* [Task]
Lay out every line of the entries below as a numbered list, omitting any blank lines.

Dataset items
· · · ·
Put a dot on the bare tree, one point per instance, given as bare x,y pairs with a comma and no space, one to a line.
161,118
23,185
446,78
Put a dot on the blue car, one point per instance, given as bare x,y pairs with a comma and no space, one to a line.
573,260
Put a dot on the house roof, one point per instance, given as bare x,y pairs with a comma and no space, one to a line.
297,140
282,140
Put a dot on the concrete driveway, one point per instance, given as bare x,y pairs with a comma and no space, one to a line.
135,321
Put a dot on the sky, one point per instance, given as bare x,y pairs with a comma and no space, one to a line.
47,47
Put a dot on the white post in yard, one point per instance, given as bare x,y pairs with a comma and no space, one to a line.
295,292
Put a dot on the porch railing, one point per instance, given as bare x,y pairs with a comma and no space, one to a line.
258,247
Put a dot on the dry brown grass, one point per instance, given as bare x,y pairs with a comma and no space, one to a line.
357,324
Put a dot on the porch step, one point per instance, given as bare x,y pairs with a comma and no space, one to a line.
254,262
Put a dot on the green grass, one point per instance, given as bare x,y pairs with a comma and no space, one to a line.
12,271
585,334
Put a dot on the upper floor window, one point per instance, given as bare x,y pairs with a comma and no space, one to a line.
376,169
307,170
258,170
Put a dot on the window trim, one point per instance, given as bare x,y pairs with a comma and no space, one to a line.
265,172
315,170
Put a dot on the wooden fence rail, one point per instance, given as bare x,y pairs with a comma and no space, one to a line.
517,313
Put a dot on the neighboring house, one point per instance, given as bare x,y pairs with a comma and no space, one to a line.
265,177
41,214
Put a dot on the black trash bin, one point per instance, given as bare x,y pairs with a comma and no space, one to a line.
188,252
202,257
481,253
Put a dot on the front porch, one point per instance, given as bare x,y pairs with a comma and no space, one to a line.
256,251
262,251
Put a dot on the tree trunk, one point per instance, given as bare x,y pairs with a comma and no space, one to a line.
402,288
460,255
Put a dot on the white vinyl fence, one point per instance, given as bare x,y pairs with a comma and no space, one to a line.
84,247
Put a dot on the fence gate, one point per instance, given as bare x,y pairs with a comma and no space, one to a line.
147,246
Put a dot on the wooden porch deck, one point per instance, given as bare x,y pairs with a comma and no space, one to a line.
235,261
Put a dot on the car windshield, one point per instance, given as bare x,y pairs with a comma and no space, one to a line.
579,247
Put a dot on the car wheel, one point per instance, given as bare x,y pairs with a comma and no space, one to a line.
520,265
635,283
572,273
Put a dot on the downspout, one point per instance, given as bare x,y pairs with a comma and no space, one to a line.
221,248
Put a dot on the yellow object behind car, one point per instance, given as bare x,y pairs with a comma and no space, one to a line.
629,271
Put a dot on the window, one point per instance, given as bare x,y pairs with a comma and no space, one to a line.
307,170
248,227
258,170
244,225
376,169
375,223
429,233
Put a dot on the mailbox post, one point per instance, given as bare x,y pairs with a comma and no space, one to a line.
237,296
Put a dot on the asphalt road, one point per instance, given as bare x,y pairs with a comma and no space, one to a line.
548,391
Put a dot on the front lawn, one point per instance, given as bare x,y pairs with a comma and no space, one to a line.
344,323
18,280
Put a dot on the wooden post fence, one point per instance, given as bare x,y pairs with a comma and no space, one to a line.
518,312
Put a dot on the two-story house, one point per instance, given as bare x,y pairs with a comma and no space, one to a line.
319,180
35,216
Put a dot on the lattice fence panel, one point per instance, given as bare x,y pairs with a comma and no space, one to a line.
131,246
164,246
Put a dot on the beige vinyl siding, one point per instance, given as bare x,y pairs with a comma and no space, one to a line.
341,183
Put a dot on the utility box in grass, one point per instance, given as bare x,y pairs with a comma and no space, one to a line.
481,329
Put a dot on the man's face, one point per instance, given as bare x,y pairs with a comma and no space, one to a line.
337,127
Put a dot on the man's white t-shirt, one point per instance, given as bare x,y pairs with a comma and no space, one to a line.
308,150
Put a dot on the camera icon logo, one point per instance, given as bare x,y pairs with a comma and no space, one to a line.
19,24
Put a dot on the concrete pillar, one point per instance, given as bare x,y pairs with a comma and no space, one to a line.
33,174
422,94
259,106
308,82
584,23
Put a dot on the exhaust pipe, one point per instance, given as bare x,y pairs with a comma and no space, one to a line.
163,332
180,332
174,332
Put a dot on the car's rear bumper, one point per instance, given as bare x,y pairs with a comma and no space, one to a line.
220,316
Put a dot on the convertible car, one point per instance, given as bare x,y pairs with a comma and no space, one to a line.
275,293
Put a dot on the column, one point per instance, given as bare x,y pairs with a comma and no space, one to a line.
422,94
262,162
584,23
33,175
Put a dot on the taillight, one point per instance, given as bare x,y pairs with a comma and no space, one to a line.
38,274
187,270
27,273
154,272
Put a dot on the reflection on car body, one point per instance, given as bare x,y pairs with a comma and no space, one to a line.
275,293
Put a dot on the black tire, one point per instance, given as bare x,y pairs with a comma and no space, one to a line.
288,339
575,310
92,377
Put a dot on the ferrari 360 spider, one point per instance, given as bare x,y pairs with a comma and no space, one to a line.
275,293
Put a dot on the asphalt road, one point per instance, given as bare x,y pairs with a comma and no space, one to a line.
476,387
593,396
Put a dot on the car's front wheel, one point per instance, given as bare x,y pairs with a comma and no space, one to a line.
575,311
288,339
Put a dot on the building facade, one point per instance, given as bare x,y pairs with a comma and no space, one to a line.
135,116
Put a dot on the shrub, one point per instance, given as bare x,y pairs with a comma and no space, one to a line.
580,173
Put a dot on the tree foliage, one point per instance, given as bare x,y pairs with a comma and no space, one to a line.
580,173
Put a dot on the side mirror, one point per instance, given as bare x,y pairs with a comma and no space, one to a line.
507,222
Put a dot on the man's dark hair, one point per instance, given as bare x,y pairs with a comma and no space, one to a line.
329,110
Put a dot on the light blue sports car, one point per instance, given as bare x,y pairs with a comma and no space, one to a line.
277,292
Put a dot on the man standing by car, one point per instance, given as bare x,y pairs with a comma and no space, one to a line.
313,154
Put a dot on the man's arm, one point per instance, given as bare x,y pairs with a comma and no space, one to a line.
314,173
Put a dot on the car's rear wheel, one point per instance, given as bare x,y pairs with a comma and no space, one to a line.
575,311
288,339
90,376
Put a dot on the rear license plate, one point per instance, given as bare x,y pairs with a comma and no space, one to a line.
· · · ·
* [Response to this task]
1. Put a dot on the bare tree, one point per instance, given as bare x,y pairs with a comma and no space, one to a line.
2. 161,118
3. 23,185
4. 446,78
5. Put a dot on the blue car, one point per instance, given as bare x,y pairs with a comma and no space, one to a line.
6. 573,260
7. Put a dot on the house roof, one point per instance, given as bare x,y pairs with a comma and no space, one to a line.
8. 297,140
9. 282,140
10. Put a dot on the concrete driveway, one point per instance, given as bare x,y pairs with a comma and no space, one to a line.
11. 135,321
12. Put a dot on the sky, one point per instance, given as bare x,y pairs with a comma and no space, one to a line.
13. 47,47
14. Put a dot on the white post in yard, one point per instance, given as bare x,y pairs with a comma and no space, one to a line.
15. 295,292
16. Put a dot on the porch railing, one point per instance, given as bare x,y pairs with a comma and no space, one to a line.
17. 258,247
18. Put a dot on the dry brown grass, one point per instance, given as bare x,y pairs with a comma and no space, one to a line.
19. 357,324
20. Put a dot on the porch step, one point per instance, given as bare x,y pairs with a comma and no space, one to a line.
21. 254,262
22. Put a dot on the green grass, one point per instance, given as bare x,y pairs with a comma and no space, one to a line.
23. 12,271
24. 585,334
25. Put a dot on the upper floor window, one point per instance, given as bare x,y pairs with a comma and no space, one to a line.
26. 376,169
27. 307,170
28. 258,170
29. Put a dot on the window trim, one point per instance, given as bare x,y pairs with a comma and no space, one to a line.
30. 265,172
31. 315,170
32. Put a dot on the wooden fence rail, one point per instance, given as bare x,y pairs with a comma and no space, one to a line.
33. 517,313
34. Put a dot on the neighboring house, one point per instance, given as bare x,y pairs with a comma and no space, one to a line.
35. 265,177
36. 41,214
37. Put a dot on the black trash bin, one point per instance, given as bare x,y pairs with a comma and no space, one to a line.
38. 188,252
39. 202,257
40. 481,253
41. Put a dot on the front porch, one point per instance, given as bare x,y pairs with a comma and no space, one to a line.
42. 256,251
43. 262,251
44. Put a dot on the tree trunk, one point per instance, given as bare x,y pairs with a comma and no space, one to a line.
45. 402,288
46. 460,255
47. Put a dot on the white vinyl fence, one point per instance, given as bare x,y pairs with a comma and no space, one to a line.
48. 84,247
49. Put a dot on the fence gate, one point per instance, given as bare x,y pairs with a comma and no space, one to a line.
50. 147,246
51. Put a dot on the wooden porch deck, one point per instance, given as bare x,y pairs with a comma and no space, one to a line.
52. 235,261
53. Put a dot on the car windshield, one point per instance, given as bare x,y pairs with a comma and no space, one to a line.
54. 579,247
55. Put a dot on the car wheel, one point per instance, given as bare x,y pairs with a comma and no space, one to a line.
56. 520,265
57. 635,283
58. 572,273
59. Put a dot on the downspout, one point per instance, given as bare x,y pairs with a comma and no space, one to a line.
60. 221,248
61. Put a dot on the yellow object behind car, one point per instance, given as bare x,y pairs with a comma and no space, one to a line.
62. 629,271
63. Put a dot on the window, one point per instance, given as bare x,y pairs with a comma and no space, one to a line.
64. 307,170
65. 248,227
66. 258,170
67. 244,225
68. 376,169
69. 375,223
70. 429,233
71. Put a dot on the mailbox post, one point per instance, given as bare x,y pairs with a comma and no space, one to a line.
72. 237,296
73. Put a dot on the asphalt road, one point per instance, given as bare x,y pairs with a comma and no space, one to a line.
74. 548,391
75. Put a dot on the front lawn, one point per instance, given as bare x,y pairs with a comma and no space, one to a line.
76. 344,323
77. 18,280
78. Put a dot on the wooden post fence, one point per instance, given as bare x,y pairs with a comma and no space, one to a line.
79. 518,312
80. Put a dot on the two-story house, one point per instance, given as bare x,y pairs with a comma and no space, one to a line.
81. 319,180
82. 35,216
83. Put a dot on the lattice fence panel, one point per instance, given as bare x,y pairs with a comma and no space, one to a line.
84. 131,246
85. 164,246
86. Put a dot on the beige vinyl siding, one point per instance, given as bare x,y pairs with a comma and no space, one to a line.
87. 341,183
88. Put a dot on the utility box in grass, one point per instance, given as bare x,y pairs with a comma and no space, one to a line.
89. 481,329
90. Put a dot on the man's face, one point per instance, given as bare x,y pairs with a comma and no space, one to a line.
91. 337,127
92. Put a dot on the man's white t-shirt, one point per instance, given as bare x,y pairs with a comma and no space, one to a line.
93. 308,150
94. Put a dot on the camera icon logo, one point per instance, given as bare x,y pairs with a comma and no space, one to a line.
95. 19,24
96. Put a dot on the concrete pillar, one point per instance, given as bare x,y pairs with a comma and no space, one to a line.
97. 33,174
98. 422,94
99. 259,106
100. 308,82
101. 584,23
102. Put a dot on the exhaust pipe, one point per instance, given as bare x,y pairs with a comma and no space, one to a line.
103. 163,332
104. 180,332
105. 174,332
106. Put a dot on the car's rear bumper, one point per instance, given as bare x,y pairs with a comma and no space, one to a line.
107. 220,316
108. Put a dot on the convertible car, one point per instance, given as bare x,y pairs with a comma and no space, one to a line.
109. 275,293
110. Put a dot on the column, one point per instance, given as bare x,y pairs with a comma and no space, one to a line.
111. 422,94
112. 262,162
113. 584,23
114. 33,175
115. Put a dot on the taillight, one point per instance, given as bare x,y pairs with a comma and no space, one to a line.
116. 38,274
117. 187,270
118. 27,273
119. 154,272
120. Put a dot on the reflection on car body, one point per instance, given as bare x,y pairs with a comma and no space, one to a line.
121. 275,293
122. Put a dot on the black tire, one point per instance, given as bare x,y pairs with a comma and no space, one to a line.
123. 288,339
124. 575,310
125. 92,377
126. Put a dot on the ferrari 360 spider, one point per instance, given as bare x,y pairs with a comma and no space, one to a line.
127. 275,293
128. Put a dot on the asphalt road, one point per instance, given as bare x,y pairs with a comma and no space, one to a line.
129. 476,387
130. 593,396
131. Put a dot on the car's front wheel, one point per instance, given as bare x,y pairs with a comma and no space, one to a line.
132. 575,311
133. 288,339
134. Put a dot on the building facade, one point per instance, given as bare x,y pairs with a comma and no space, one to a line.
135. 135,116
136. Put a dot on the shrub, one point per instance, given as bare x,y pairs with a comma and no space, one to a line.
137. 580,173
138. Put a dot on the tree foliage, one point per instance, given as bare x,y pairs with a comma and no space, one to a line.
139. 580,173
140. Put a dot on the side mirror, one point per instance, given as bare x,y pairs with a comma and no space, one to a line.
141. 507,222
142. Put a dot on the man's dark hair, one point per instance, given as bare x,y pairs with a comma and no space, one to a line.
143. 329,110
144. Put a dot on the light blue sports car, one point per instance, given as bare x,y pairs with a comma and no space, one to a line.
145. 277,292
146. Put a dot on the man standing by car, one point per instance, given as bare x,y pairs with a comma and no space, one to a line.
147. 313,154
148. Put a dot on the man's arm, one point per instance, given as bare x,y pairs with a comma and no space, one to a line.
149. 314,173
150. Put a dot on the car's rear wheel, one point per instance, given as bare x,y pairs with a comma and no space, one to a line.
151. 575,311
152. 288,339
153. 90,376
154. Put a dot on the rear license plate, one point per instance, given as bare x,y pairs with a comma and no space, one to a line.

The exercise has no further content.